[[ Extract provided open ]]

Mosquitoes spread the West Nile virus.

The Iowa Department of Public Health has confirmed the first case of West Nile virus in Iowa this year. Deputy State Epidemiologist, Ann Garvey, says an adult female 18 to 40 years of age from Ringgold County is recovering from West Nile.

The disease is spread by mosquitoes. “I think it is important to remember that we do expect that there is West Nile activity in all areas of our state, so we would recommend that everybody be taking protective measures to cut down on their chances of getting mosquito bites,” Garvey says.

There are some easy things you can do to keep from getting bitten. She says use and insect repellent, especially during the dusk and dawn hours when mosquitoes are most active. “And if you chose a repellent with DEET, that’s also protective against ticks, which are active this time of year in our state as well,” Garvey says.

State Health officials say insect repellent is key in stopping West Nile and ticks.

State Health officials say insect repellent is key in stopping West Nile and ticks.

Doctor Garvey says you can also wear clothing that covers your skin if possible when you are out to both avoid mosquito bites and keep ticks from attaching to you.

Ticks are a concern because they carry Lyme disease, and there have been 111 cases of Lyme disease reported so far this year. “We generally see a couple of hundred cases of Lyme disease and we see a smaller number of West Nile cases,” according to Garvey. “But certainly they are health concerns that people need to be aware of. And the most important thing that people can do to protect themselves is to use repellent, and take added precautions when we are outdoors. Certainly if you are in wooded areas, making sure we check for ticks once you come back inside.”

West Nile was first diagnosed in a human in Iowa in 2002, and after peaking, the cases dropped off. Garvey says the number of cases fluctuates every year, but the disease is here every year and that’s why it is important to take the precautions. Approximately 20 percent of people infected with West Nile virus will have mild to moderate symptoms such as fever, headache, body aches and vomiting. Less than one percent of people infected become seriously ill and rarely someone dies.

The last West Nile death in Iowa came in 2011, when there were nine confirmed cases and two deaths.

[[ Extract provided closed ]]
[[ Extracted data open ]]

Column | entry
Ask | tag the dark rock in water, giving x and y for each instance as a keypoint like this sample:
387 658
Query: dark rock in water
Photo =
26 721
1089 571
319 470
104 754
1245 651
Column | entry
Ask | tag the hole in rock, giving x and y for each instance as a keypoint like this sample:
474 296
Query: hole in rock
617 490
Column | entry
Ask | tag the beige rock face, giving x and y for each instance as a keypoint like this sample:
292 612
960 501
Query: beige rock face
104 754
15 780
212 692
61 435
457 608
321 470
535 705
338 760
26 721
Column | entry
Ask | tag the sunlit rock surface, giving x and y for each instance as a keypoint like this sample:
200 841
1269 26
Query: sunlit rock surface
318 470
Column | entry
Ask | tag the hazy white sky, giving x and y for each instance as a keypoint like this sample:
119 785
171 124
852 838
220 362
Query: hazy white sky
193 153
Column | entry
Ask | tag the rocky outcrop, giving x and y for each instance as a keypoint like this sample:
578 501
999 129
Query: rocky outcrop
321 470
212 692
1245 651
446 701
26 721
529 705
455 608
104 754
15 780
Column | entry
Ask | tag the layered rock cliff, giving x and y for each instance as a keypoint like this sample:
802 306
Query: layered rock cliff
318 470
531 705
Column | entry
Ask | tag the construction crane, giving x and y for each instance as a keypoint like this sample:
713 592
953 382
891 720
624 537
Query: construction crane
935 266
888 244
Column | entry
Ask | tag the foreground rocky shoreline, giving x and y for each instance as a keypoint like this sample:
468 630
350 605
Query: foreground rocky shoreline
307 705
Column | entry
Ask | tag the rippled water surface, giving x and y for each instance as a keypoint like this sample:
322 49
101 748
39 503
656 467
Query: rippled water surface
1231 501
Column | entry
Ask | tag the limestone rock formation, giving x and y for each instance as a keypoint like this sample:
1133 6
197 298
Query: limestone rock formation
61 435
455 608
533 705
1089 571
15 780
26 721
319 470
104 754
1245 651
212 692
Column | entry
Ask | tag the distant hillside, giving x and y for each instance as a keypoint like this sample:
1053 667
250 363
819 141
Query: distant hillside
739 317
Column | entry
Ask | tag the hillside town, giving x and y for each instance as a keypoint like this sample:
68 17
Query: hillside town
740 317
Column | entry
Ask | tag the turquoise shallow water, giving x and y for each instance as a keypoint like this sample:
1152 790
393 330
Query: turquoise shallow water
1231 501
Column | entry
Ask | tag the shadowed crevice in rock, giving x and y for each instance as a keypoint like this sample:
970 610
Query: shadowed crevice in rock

[[ Extracted data closed ]]

Explore the material:
1) Translate this sentence from the West Nile article into Spanish: "Less than one percent of people infected become seriously ill and rarely someone dies."
2) Reproduce word for word the stretch of the West Nile article that starts with the words "Mosquitoes spread the" and finishes with "from West Nile.".
3) Turn the paragraph of the West Nile article that begins "West Nile was first diagnosed" into a short bulleted list that keeps its main facts.

Numbered responses:
1) Menos del uno por ciento de las personas infectadas se enferman gravemente y, en raras ocasiones, alguien muere.

2)
Mosquitoes spread the West Nile virus.

The Iowa Department of Public Health has confirmed the first case of West Nile virus in Iowa this year. Deputy State Epidemiologist, Ann Garvey, says an adult female 18 to 40 years of age from Ringgold County is recovering from West Nile.

3)
- West Nile was first diagnosed in a human in Iowa in 2002; cases peaked and then dropped off.
- Case numbers fluctuate every year, but the disease is present every year, so precautions matter.
- About 20 percent of infected people have mild to moderate symptoms such as fever, headache, body aches and vomiting.
- Less than one percent become seriously ill, and rarely someone dies.